__Directive A__. In the piece about leaving someone else in charge of the horses, whom does the author credit with keeping things running smoothly?

12 Things We Worry About When We Leave Someone Else in Charge of the Horses (aka Barn Manager Separation Anxiety)

You may have left the farm, but mentally you’re still there — staring at the feed chart, whispering, “Please don’t forget to check the waters.”

Please note: I have A+ barn help and I have very few worries when I am out of town — shout out to my boarders and friends who keep things running smoothly. So this laugh-along list is meant for those other barn managers. Not me… 

Leaving your barn in someone else’s hands is a trust exercise on par with handing a toddler a chainsaw and saying, “Please be careful,” or handing your firstborn to a babysitter and whispering, “Please keep them alive.” Whether it’s for a day, a weekend getaway, or a once-in-a-lifetime vacation, horse owners and barn managers everywhere know the agony of wondering what’s happening back home. You’ve written the feed chart, labeled the scoops, and color-coded the turnout groups — and you still won’t relax until you’re back, counting legs and sniffing grain buckets like a detective.

Photo by DeAnn Long Sloan

Here’s a totally accurate list of what goes through every barn manager’s mind the minute they pull out of the driveway:

1. Will They Feed the Right Horses the Right Feed?

__Given data__.
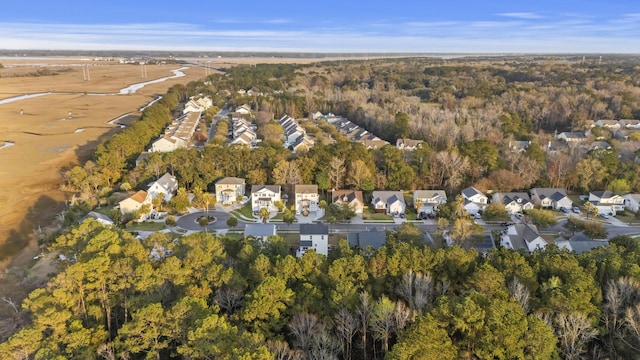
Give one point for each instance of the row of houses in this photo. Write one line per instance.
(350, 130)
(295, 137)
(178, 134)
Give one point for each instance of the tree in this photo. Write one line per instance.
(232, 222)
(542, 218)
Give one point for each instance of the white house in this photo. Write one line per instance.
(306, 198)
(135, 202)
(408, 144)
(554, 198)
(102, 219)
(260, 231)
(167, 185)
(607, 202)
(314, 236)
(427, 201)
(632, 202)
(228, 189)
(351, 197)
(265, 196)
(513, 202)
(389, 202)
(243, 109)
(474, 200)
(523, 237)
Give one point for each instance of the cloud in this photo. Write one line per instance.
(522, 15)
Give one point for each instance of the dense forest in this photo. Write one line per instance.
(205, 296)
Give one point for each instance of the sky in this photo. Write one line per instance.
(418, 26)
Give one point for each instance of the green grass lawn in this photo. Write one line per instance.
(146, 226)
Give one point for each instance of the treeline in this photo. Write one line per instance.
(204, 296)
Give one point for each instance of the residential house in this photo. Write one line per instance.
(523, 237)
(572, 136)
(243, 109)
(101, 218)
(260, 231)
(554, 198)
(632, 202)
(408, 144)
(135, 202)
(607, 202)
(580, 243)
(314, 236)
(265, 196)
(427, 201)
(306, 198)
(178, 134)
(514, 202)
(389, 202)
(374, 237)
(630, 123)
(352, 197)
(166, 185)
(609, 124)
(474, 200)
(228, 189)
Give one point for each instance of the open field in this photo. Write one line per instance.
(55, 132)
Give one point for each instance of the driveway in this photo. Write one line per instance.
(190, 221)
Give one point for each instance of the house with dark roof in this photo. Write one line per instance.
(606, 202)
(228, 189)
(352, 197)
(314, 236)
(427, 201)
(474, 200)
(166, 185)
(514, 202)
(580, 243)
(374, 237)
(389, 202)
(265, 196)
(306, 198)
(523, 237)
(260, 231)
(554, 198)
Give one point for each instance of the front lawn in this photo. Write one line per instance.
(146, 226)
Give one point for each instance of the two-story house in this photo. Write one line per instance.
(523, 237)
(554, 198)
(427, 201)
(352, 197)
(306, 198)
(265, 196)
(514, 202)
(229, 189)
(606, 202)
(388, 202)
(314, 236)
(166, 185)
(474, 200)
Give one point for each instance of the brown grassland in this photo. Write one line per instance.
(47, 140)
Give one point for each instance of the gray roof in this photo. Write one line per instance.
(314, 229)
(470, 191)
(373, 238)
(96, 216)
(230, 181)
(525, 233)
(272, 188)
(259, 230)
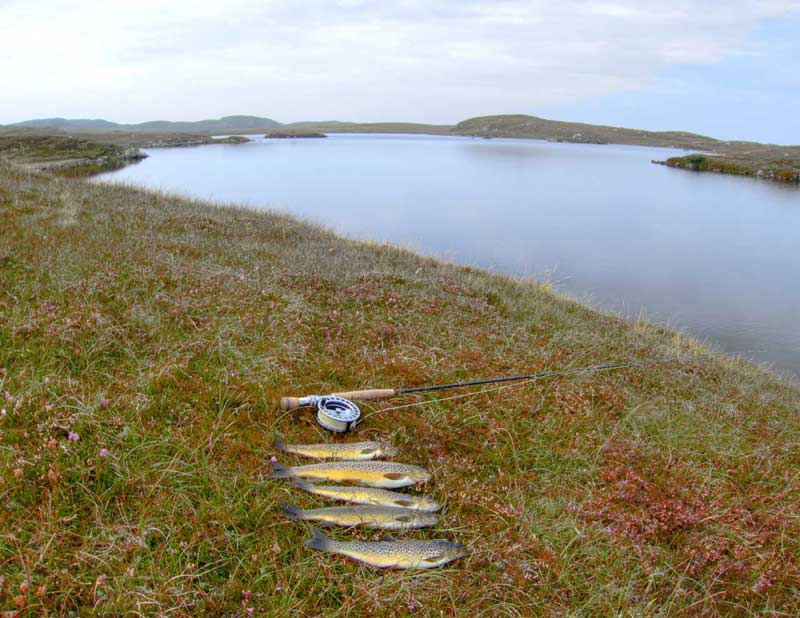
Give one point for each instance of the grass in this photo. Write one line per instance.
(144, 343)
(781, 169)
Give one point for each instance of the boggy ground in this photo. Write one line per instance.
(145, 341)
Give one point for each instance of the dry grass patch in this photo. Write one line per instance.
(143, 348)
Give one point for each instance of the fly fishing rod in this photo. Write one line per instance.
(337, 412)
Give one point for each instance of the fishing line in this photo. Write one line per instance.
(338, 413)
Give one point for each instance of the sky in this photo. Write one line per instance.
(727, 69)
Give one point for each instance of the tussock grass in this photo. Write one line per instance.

==

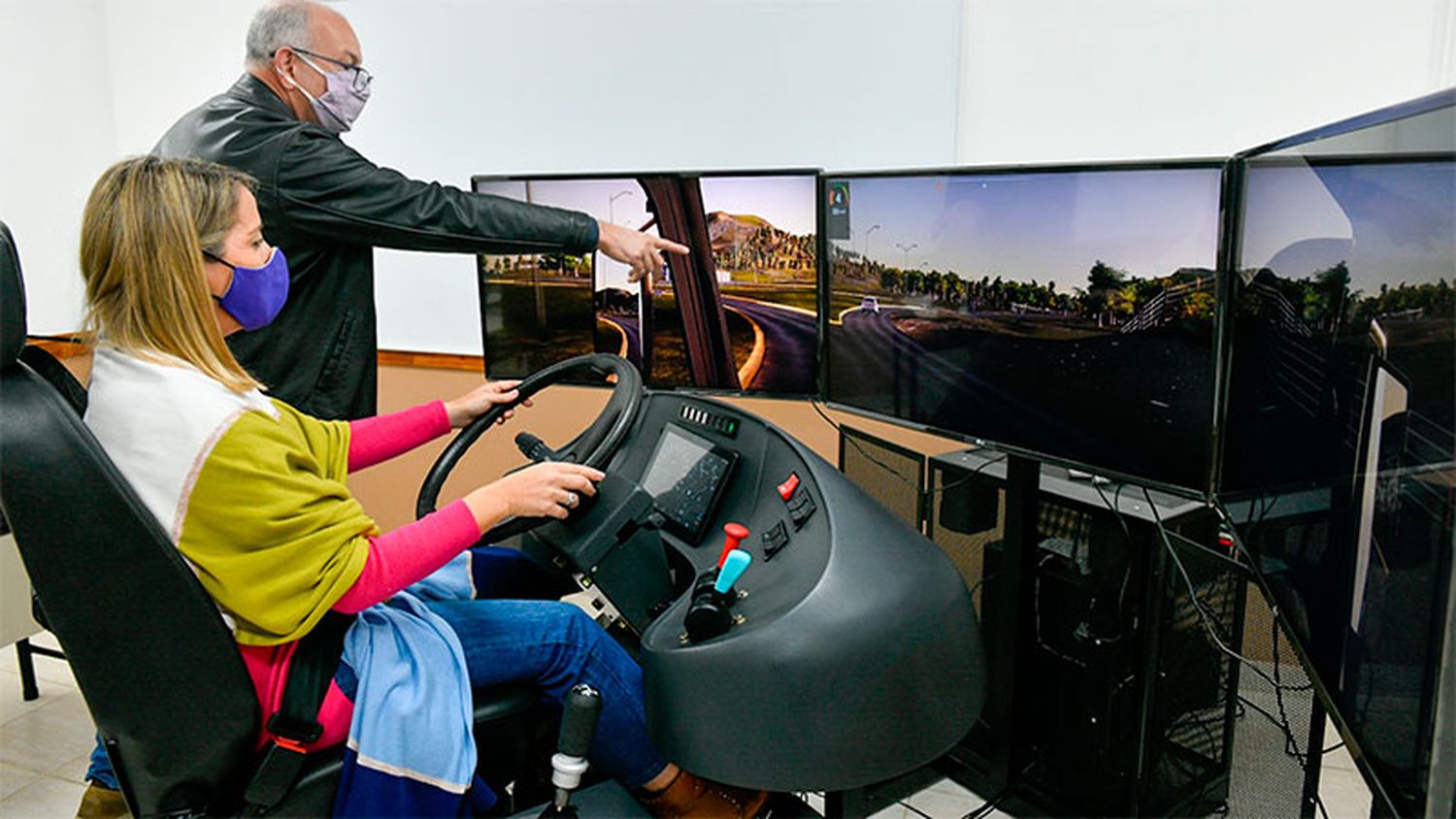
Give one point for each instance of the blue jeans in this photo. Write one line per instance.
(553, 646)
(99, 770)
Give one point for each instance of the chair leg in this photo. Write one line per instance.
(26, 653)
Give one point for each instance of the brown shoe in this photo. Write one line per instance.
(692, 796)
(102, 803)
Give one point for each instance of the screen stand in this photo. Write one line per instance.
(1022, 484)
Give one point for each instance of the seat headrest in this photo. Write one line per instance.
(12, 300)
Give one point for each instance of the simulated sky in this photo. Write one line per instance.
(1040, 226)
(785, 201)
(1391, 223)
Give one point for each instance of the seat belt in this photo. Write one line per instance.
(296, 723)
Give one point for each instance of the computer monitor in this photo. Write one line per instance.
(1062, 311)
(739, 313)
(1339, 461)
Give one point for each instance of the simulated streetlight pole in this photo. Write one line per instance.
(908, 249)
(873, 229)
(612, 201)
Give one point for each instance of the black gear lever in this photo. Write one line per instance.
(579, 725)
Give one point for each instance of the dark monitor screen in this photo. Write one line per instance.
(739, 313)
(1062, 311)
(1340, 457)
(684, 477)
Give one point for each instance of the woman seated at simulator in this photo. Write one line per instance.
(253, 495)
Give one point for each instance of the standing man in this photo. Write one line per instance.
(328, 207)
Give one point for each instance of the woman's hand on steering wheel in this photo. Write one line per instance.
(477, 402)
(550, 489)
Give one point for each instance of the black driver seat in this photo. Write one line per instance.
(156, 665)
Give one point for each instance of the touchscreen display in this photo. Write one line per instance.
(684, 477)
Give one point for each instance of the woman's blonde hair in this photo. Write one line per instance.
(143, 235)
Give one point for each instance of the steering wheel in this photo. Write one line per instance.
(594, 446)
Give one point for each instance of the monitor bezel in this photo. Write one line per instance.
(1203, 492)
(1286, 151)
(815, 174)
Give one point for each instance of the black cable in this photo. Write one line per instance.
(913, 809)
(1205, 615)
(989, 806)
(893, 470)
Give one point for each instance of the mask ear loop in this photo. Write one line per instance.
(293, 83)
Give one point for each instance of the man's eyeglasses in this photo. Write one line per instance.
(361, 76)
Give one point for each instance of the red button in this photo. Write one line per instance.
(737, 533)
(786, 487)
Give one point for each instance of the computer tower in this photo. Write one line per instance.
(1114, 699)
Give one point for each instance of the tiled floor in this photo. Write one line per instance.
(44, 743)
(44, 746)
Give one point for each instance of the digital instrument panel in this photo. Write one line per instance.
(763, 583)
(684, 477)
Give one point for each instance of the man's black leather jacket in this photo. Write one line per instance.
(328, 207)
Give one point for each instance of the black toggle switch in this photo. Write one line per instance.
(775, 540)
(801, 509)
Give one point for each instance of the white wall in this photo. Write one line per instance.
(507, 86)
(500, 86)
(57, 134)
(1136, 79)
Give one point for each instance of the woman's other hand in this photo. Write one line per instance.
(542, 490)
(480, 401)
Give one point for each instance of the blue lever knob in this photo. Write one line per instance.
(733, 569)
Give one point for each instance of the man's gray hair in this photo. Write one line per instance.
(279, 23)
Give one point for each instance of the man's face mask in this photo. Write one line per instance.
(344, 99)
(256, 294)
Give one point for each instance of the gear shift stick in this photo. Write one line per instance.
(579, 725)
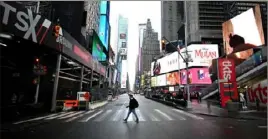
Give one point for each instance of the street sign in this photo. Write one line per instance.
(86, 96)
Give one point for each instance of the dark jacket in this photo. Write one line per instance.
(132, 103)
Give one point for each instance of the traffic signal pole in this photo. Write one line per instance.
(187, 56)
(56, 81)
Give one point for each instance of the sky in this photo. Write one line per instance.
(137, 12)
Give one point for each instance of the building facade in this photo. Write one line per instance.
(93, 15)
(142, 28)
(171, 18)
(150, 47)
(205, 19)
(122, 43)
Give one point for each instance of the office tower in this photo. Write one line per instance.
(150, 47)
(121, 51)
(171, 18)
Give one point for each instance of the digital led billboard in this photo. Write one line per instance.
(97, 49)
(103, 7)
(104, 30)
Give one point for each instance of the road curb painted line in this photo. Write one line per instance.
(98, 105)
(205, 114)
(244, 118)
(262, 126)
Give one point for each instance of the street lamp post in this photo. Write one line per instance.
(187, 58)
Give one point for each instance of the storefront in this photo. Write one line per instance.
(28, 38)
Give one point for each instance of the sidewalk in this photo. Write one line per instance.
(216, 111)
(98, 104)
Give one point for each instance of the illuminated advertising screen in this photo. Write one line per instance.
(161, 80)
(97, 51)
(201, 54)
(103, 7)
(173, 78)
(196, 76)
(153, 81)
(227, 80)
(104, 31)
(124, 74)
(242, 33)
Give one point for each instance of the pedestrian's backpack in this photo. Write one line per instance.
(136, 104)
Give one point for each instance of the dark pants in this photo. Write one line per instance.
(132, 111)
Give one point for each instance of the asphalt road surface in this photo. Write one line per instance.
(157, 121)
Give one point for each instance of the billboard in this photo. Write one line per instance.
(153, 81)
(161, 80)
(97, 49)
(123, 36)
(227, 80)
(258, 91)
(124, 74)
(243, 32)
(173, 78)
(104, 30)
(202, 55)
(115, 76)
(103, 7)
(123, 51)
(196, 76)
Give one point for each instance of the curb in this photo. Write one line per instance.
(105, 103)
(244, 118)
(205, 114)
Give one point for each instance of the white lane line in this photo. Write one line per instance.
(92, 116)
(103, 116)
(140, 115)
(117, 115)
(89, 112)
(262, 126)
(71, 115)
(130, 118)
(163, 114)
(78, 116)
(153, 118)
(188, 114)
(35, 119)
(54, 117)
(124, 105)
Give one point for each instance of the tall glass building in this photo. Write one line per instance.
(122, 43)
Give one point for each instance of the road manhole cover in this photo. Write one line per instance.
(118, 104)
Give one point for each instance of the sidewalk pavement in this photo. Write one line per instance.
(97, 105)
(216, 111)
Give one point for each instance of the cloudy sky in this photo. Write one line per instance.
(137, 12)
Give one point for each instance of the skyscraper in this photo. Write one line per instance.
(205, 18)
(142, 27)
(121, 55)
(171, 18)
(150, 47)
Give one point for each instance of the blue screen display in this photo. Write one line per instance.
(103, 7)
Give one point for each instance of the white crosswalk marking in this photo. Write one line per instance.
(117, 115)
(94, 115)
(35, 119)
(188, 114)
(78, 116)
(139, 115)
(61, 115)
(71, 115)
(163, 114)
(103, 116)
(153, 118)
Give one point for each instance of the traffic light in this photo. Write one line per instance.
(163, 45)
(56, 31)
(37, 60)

__Directive B__. List every line of the records that contains the word "hand".

__Exercise response A__. The author's boarders and friends.

__Exercise response B__.
Give one point for each instance of the woman's hand on steering wheel in this photo. Write one line per instance.
Give one point for each instance of the woman's other hand in this photo. Write one line per instance.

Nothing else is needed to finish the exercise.